Task directions.
Can you lay out all the entries below as a two-column CSV with the columns "prompt" and "response", one row per entry, putting each entry's text and its answer in a single quoted field with line breaks turned into spaces, and leaving the pictures out?
BEGIN
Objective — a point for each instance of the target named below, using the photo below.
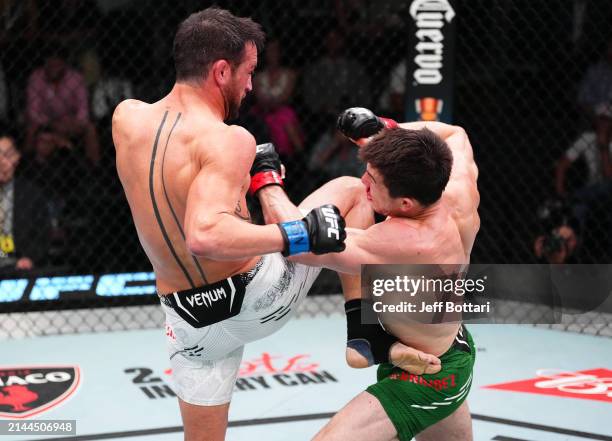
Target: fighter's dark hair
(413, 163)
(210, 35)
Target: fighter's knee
(350, 185)
(348, 182)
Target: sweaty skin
(185, 174)
(443, 233)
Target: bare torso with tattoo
(158, 159)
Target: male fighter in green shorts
(422, 177)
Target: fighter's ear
(406, 204)
(221, 71)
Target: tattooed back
(168, 152)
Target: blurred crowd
(65, 64)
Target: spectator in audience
(558, 239)
(24, 217)
(109, 91)
(595, 98)
(585, 147)
(335, 81)
(274, 87)
(594, 197)
(57, 97)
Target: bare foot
(355, 360)
(407, 358)
(414, 361)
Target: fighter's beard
(226, 108)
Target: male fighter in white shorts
(185, 174)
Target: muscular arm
(362, 246)
(211, 229)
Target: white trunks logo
(332, 220)
(207, 298)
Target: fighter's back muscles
(205, 185)
(211, 228)
(461, 193)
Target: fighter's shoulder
(234, 143)
(396, 239)
(126, 107)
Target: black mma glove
(320, 231)
(266, 169)
(358, 122)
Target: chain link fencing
(532, 86)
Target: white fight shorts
(205, 360)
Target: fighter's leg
(362, 419)
(204, 423)
(455, 427)
(348, 194)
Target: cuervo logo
(430, 17)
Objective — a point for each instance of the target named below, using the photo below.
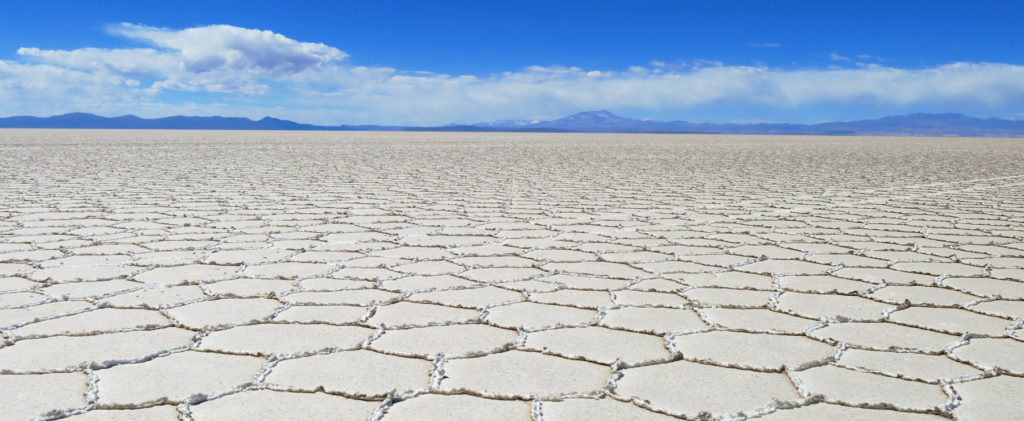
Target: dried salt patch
(90, 289)
(907, 365)
(322, 313)
(990, 353)
(691, 388)
(248, 287)
(851, 387)
(457, 407)
(248, 256)
(838, 412)
(989, 398)
(471, 297)
(288, 270)
(38, 394)
(64, 274)
(822, 284)
(163, 412)
(726, 296)
(579, 298)
(535, 316)
(272, 405)
(885, 336)
(334, 372)
(60, 352)
(267, 339)
(599, 268)
(606, 409)
(628, 297)
(987, 287)
(102, 320)
(175, 378)
(450, 340)
(349, 297)
(951, 320)
(1006, 308)
(223, 311)
(156, 297)
(758, 320)
(523, 375)
(188, 274)
(599, 344)
(758, 350)
(830, 306)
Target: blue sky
(436, 62)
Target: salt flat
(219, 276)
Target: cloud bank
(246, 72)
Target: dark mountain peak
(594, 116)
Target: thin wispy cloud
(236, 71)
(838, 57)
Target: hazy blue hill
(595, 121)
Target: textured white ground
(222, 276)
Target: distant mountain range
(593, 122)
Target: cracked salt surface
(219, 276)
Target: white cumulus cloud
(247, 72)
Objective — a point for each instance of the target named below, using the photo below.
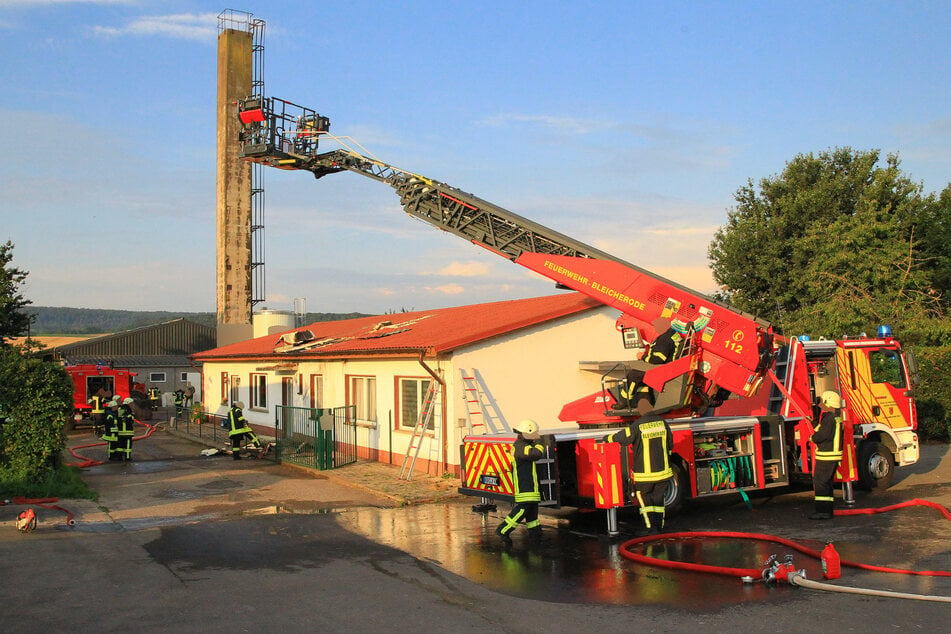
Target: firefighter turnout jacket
(827, 436)
(651, 441)
(524, 475)
(237, 422)
(663, 348)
END
The output.
prompt,response
"Objective — a point for each instance of the target named below, using the photo below. Target: fighter's dark hair","(413, 163) (210, 35)"
"Target: fighter's knee","(350, 185) (348, 182)"
"Target: sweaty skin","(185, 174) (443, 233)"
"Target: bare torso with tattoo","(158, 159)"
"Target: male fighter in green shorts","(422, 177)"
"Target: fighter's ear","(406, 204) (221, 71)"
"Target: tattooed back","(168, 152)"
"Target: blurred crowd","(65, 64)"
"Target: spectator in audience","(558, 239) (24, 217) (109, 91) (595, 98) (585, 147) (335, 81) (274, 87) (594, 197) (57, 97)"
"Target: bare foot","(355, 360) (407, 358) (414, 361)"
"Target: fighter's beard","(226, 108)"
"Target: male fighter in white shorts","(185, 174)"
"Target: muscular arm","(362, 246) (211, 229)"
"Target: white trunks logo","(332, 220) (207, 298)"
"Target: fighter's back muscles","(205, 185) (211, 228) (461, 193)"
"Target: fighter's shoulder","(234, 143) (396, 239) (126, 107)"
"Target: black mma glove","(320, 231) (266, 169) (358, 122)"
"Target: chain link fencing","(532, 86)"
"Target: white fight shorts","(205, 360)"
"Target: fighter's leg","(362, 419) (204, 423) (455, 427) (348, 194)"
"Target: cuervo logo","(430, 17)"
"Objective — a point for each instance of the target named below, using the photo below. Target: dried salt patch","(90, 289) (907, 365) (322, 313) (990, 353) (691, 388) (248, 287) (851, 387) (457, 407) (248, 256) (838, 412) (989, 398) (471, 297) (288, 270) (38, 394) (64, 274) (822, 284) (163, 412) (726, 296) (579, 298) (535, 316) (272, 405) (885, 336) (334, 372) (60, 352) (267, 339) (599, 268) (606, 409) (628, 297) (987, 287) (102, 320) (175, 378) (450, 340) (349, 297) (951, 320) (1006, 308) (223, 311) (156, 297) (758, 320) (523, 375) (188, 274) (599, 344) (758, 350) (830, 306)"
"Target: blue sky","(436, 62)"
"Target: salt flat","(219, 276)"
"Target: cloud bank","(246, 72)"
"Target: dark mountain peak","(594, 116)"
"Target: thin wispy cloud","(236, 71) (838, 57)"
"Target: hazy blue hill","(595, 121)"
"Target: textured white ground","(222, 276)"
"Target: distant mountain range","(593, 122)"
"Target: cracked salt surface","(219, 276)"
"Target: white cumulus cloud","(247, 72)"
"Objective — a point for each instance of the target named below, using the photo below. Target: firefighter turnout jacket","(827, 436) (651, 441) (524, 475) (237, 422) (663, 348)"